Region pointing data:
=== Section Start ===
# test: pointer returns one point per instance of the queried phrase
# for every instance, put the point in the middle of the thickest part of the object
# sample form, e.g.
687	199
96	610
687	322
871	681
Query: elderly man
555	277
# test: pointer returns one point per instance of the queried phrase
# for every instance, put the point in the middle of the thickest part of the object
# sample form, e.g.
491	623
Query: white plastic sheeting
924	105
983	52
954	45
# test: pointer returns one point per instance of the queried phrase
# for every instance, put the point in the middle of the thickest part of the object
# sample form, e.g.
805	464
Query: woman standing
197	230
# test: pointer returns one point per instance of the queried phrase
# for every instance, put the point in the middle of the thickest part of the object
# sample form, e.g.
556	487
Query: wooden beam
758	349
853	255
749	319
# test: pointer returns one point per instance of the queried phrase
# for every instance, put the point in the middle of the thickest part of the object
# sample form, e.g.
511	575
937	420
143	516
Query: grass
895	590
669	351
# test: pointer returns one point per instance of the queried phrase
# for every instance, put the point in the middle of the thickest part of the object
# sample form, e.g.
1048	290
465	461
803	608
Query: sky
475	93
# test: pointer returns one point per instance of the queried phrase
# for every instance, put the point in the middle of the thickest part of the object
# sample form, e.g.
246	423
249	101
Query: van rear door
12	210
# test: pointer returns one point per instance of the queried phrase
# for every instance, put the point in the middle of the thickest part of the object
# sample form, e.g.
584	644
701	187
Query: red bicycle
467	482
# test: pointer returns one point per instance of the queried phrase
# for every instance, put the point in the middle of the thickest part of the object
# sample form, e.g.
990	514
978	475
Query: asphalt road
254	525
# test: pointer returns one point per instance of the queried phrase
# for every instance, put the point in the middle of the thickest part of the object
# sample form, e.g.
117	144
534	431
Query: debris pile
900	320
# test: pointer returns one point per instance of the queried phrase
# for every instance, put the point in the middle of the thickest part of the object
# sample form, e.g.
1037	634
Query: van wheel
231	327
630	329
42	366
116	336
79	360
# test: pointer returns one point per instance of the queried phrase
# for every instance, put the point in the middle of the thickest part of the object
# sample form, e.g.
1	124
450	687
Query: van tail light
=== Section End ===
● **ACTIVITY**
Each record is to be repeated exactly.

● **WRITTEN ANSWER**
# test: pointer returns one point per instance of the queried phrase
# for every instance, put the point in the middle of the thickest part of the object
# sample form, e.g.
687	199
96	610
687	322
871	681
Query: elderly man
555	277
# test: pointer returns one point per instance of the queried phrase
# for every instance, put the point in the middle of the thickest part of the object
# sample form, e.g.
491	623
Query: white plastic sheeting
924	105
983	52
954	45
# test: pointer returns one point per instance of the queried phrase
# for every instance, put the point in the middle of the thickest part of the object
# sample form, e.g.
805	464
Query: woman standing
197	230
# test: pointer returns one point per instance of the queried phrase
# for every instance, put the point in the middle of the thickest part of the object
# sample form, e.g.
556	487
Query: wooden beam
758	349
853	255
749	319
# test: pointer returns one point per instance of the queried phrase
# for every instance, put the point in the middle of the thickest part of the object
# sample form, e.g.
511	575
937	420
143	516
Query: grass
895	590
669	351
# test: pointer returns one point per instance of the queried phrase
# for every instance, put the point in the middle of the thickest part of the object
# sample form, e.g.
1048	290
465	461
803	608
Query: sky
475	93
# test: pointer returns one point per instance of the queried phrase
# for every instance, put the point in the middle of the thickest part of the object
# sample form, e.g.
246	423
249	101
Query: van rear door
12	210
# test: pointer returns one point per instance of the queried phrase
# for every instance, put the point in the middle of the thickest part of the object
# sample form, e.g.
584	644
701	187
Query: red bicycle
467	482
# test: pointer returns one point per instance of the queried phrase
# for every instance, put the point in the middle of the thickest part of the object
# sample form, e.g.
990	514
978	475
Query: asphalt road
254	525
# test: pointer returns one point per instance of the queried phrase
# for every instance, put the point in the middle of the thickest part of the object
# sample form, e.g.
117	144
534	431
Query: debris pile
900	320
# test: pointer returns one point per instance of the queried phrase
# for every instance, put the point in the middle of the thickest part of the object
# sample form, e.g.
1037	634
Query: van wheel
231	327
630	329
42	366
116	336
79	360
# test: pointer returns one point per instance of the queried phrase
# for every instance, put the point in the middle of the thickest part of the object
# sample form, e.g.
1	124
450	687
Query: van tail light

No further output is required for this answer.